(What is asked): Extract every line of the data below that contains the word "ambulance". The match is case-sensitive.

(Provided data):
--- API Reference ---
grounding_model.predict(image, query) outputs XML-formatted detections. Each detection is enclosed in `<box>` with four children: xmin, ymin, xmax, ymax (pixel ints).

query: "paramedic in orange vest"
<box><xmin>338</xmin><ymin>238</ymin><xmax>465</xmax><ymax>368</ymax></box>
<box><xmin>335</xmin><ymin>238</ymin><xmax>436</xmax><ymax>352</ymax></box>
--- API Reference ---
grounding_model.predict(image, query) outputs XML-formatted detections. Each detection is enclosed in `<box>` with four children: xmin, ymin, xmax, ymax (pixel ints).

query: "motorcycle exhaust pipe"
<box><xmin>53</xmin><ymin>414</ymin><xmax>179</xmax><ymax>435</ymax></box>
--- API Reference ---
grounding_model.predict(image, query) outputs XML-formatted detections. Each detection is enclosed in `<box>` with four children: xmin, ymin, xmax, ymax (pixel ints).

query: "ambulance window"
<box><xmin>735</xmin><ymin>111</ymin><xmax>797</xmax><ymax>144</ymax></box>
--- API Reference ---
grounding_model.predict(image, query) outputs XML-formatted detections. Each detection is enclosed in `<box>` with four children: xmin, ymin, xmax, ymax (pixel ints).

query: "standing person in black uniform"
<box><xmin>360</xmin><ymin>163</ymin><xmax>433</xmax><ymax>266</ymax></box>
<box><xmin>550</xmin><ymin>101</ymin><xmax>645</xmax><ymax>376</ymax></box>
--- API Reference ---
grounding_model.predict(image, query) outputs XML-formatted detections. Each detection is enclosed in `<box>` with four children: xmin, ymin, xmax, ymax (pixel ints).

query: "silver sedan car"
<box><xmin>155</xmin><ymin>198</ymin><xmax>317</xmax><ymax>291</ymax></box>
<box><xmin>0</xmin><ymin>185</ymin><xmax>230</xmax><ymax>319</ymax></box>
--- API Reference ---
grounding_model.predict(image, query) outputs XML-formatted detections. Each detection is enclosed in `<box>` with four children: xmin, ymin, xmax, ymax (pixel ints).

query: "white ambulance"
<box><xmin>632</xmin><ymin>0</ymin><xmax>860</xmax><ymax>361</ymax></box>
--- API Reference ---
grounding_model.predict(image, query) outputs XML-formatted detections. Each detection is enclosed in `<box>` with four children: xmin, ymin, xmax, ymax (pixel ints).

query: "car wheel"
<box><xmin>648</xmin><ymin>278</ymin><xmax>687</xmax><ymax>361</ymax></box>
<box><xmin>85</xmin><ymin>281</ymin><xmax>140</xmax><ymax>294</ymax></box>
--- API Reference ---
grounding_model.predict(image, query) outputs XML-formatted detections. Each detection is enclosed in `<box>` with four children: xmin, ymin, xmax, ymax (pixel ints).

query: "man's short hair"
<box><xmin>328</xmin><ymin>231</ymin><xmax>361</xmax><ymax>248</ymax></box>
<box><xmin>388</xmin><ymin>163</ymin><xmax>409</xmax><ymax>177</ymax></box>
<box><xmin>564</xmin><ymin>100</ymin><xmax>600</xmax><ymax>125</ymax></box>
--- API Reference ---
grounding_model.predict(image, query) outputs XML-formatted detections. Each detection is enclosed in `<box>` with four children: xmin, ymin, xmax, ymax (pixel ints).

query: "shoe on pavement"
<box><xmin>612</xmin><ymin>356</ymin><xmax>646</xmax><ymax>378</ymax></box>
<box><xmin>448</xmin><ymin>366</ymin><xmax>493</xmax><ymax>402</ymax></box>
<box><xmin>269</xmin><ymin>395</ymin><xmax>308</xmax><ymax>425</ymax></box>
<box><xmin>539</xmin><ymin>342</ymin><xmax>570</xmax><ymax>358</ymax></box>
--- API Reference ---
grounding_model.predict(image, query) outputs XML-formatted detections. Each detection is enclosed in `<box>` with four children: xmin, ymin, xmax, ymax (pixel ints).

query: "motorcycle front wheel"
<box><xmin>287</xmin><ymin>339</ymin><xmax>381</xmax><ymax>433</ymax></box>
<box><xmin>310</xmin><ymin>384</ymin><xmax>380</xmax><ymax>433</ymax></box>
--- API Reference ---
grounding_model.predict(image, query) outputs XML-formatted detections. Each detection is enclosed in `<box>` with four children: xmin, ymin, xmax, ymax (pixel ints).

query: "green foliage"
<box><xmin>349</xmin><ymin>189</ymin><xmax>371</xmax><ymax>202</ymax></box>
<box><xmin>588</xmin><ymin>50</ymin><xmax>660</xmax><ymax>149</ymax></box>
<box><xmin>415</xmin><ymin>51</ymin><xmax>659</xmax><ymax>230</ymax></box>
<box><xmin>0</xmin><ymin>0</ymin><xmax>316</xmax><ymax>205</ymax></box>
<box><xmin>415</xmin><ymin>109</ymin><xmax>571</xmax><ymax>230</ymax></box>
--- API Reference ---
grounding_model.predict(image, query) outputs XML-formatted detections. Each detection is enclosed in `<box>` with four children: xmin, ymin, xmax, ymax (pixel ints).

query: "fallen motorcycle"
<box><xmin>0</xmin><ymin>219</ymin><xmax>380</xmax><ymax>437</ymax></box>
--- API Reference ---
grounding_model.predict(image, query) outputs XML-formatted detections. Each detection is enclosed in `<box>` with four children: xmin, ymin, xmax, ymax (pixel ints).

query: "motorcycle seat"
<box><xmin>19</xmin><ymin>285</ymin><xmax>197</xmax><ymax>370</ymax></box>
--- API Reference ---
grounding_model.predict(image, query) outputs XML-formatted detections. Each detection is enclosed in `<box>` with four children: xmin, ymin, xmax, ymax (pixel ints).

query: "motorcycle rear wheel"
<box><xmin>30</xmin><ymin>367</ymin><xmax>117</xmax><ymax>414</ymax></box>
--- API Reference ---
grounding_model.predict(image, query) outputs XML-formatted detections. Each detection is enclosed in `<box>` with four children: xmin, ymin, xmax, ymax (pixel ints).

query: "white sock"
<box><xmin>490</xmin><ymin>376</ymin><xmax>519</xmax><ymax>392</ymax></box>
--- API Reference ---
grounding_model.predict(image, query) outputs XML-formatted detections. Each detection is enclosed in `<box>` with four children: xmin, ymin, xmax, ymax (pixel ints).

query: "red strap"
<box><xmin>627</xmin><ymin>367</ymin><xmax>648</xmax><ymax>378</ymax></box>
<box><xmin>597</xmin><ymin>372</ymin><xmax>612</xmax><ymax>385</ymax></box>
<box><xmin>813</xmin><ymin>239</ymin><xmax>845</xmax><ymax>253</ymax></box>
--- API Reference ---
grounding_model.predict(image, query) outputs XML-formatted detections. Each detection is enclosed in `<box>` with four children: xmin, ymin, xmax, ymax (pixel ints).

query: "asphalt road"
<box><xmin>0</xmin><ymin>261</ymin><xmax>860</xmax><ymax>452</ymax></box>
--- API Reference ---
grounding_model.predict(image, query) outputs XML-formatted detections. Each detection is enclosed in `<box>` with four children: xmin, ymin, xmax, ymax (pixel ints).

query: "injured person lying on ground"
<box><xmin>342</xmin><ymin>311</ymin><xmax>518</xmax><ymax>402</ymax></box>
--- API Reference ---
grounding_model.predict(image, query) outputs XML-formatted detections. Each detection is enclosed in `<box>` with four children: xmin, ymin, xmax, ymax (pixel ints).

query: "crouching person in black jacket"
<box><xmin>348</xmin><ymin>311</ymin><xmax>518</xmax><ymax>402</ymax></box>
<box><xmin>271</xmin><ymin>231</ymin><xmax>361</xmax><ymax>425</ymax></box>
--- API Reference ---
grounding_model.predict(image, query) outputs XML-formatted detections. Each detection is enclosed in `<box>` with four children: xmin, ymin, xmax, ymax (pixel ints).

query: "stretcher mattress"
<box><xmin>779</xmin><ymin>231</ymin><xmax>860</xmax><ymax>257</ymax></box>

(Answer for this exercise):
query: "ambulance window"
query: "white ambulance"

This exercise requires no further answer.